Des signes biologiques d’insuffisance vitaminique D doivent être cherchés chez tout gastrectomisé, le signe le plus précoce semblant être l’élévation des phosphatases alcalines.

Néanmoins, dans une autre étude comprenant une évaluation histomorphométrique osseuse chez 68 patients gastrectomisés dont 18 % d’ostéomalaciques, les auteurs insistent sur le caractère limité de l’apport des marqueurs sériques pour le diagnostic puisque six patients ostéomalaciques présentaient une calcémie et des phosphatases alcalines normales.

L’ostéomalacie est rare mais possible dans la pancréatite chronique, surtout si elle entraîne une stéatorrhée.

3- Altération de l’hydroxylation en 25 de la vitamine D :

La plupart des maladies hépatiques entraînent plutôt une ostéoporose ou une ostéopénie à turn-over osseux bas (cirrhose biliaire primitive, cirrhose alcoolique, etc).

Néanmoins, quelques cas d’ostéomalacie associée à des maladies hépatiques sont rapportées.

Le trouble du métabolisme de la vitamine D est d’origine multiple et ne peut se résumer à une altération de l’activité de la 25-hydroxylase hépatique. Dans la cirrhose biliaire primitive, l’ostéomalacie est surtout liée à un défaut d’absorption des graisses induit par le déficit en excrétion de sels biliaires.

### Votre consigne
Selon l'extrait sur l'ostéomalacie, quel semble être le signe biologique le plus précoce d'insuffisance vitaminique D chez un gastrectomisé ? Les enregistrements qui suivent sont indépendants de l'extrait.

### Contenu des données
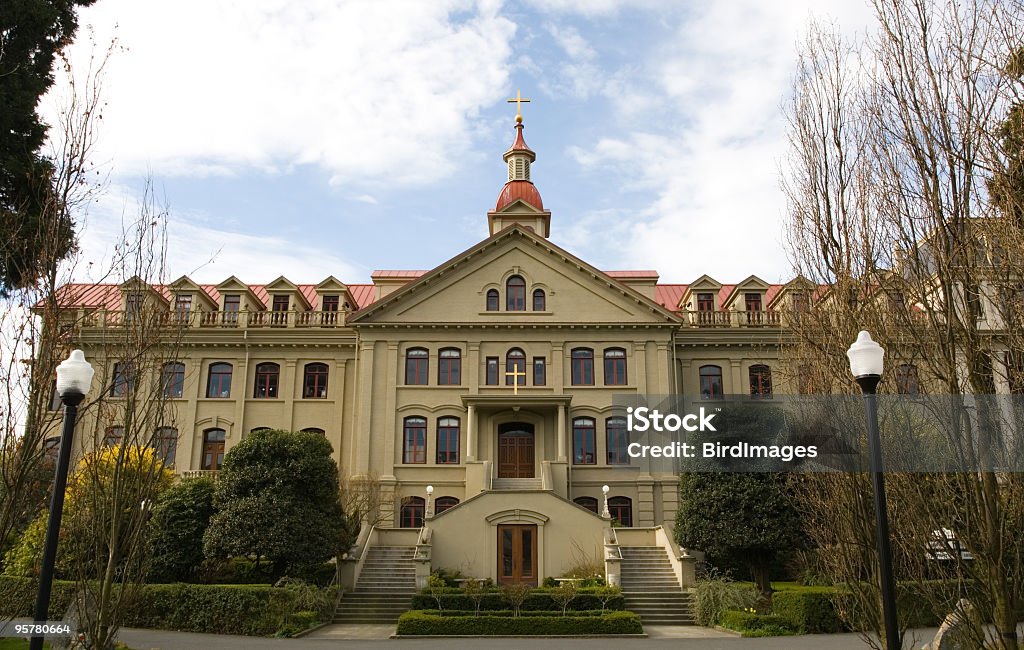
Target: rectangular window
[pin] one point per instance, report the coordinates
(619, 441)
(231, 306)
(182, 306)
(706, 302)
(584, 442)
(448, 441)
(415, 445)
(492, 379)
(540, 371)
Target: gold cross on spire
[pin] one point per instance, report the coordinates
(515, 374)
(518, 99)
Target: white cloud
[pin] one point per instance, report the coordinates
(205, 253)
(713, 165)
(366, 89)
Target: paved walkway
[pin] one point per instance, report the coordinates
(377, 638)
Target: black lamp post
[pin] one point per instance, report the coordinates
(74, 379)
(866, 364)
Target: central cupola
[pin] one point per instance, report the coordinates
(519, 201)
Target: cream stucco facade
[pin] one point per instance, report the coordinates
(372, 367)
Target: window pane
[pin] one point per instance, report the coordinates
(515, 290)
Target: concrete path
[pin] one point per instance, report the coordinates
(377, 638)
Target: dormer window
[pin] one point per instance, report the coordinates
(706, 302)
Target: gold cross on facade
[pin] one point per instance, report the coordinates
(515, 374)
(518, 99)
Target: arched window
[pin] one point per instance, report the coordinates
(165, 442)
(443, 503)
(583, 366)
(760, 377)
(515, 294)
(622, 510)
(412, 512)
(711, 382)
(449, 366)
(417, 365)
(314, 381)
(219, 382)
(617, 440)
(448, 440)
(515, 367)
(213, 448)
(587, 502)
(614, 366)
(540, 300)
(172, 380)
(267, 378)
(906, 380)
(415, 440)
(584, 441)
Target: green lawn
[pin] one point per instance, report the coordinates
(11, 643)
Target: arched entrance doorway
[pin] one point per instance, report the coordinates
(515, 449)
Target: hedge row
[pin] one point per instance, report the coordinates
(811, 610)
(430, 623)
(752, 624)
(815, 610)
(238, 609)
(539, 600)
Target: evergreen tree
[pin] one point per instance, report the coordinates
(740, 519)
(32, 32)
(278, 499)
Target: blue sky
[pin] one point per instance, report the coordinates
(341, 137)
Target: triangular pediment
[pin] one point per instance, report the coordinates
(751, 284)
(457, 291)
(705, 284)
(795, 286)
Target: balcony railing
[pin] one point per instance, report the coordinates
(227, 319)
(727, 318)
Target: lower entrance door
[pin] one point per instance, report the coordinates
(517, 554)
(515, 450)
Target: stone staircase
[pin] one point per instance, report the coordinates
(385, 590)
(651, 590)
(516, 483)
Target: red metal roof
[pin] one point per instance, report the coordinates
(395, 273)
(361, 294)
(669, 295)
(652, 274)
(518, 189)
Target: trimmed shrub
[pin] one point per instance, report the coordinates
(811, 610)
(455, 599)
(431, 623)
(753, 624)
(714, 597)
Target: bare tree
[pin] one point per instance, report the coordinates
(894, 141)
(34, 323)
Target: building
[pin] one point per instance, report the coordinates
(489, 379)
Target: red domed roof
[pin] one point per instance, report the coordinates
(518, 189)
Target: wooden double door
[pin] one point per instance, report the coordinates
(517, 554)
(515, 450)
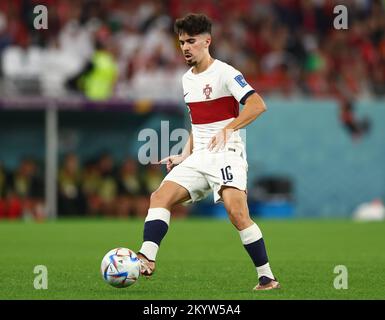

### Réponse finale
L'élévation des phosphatases alcalines.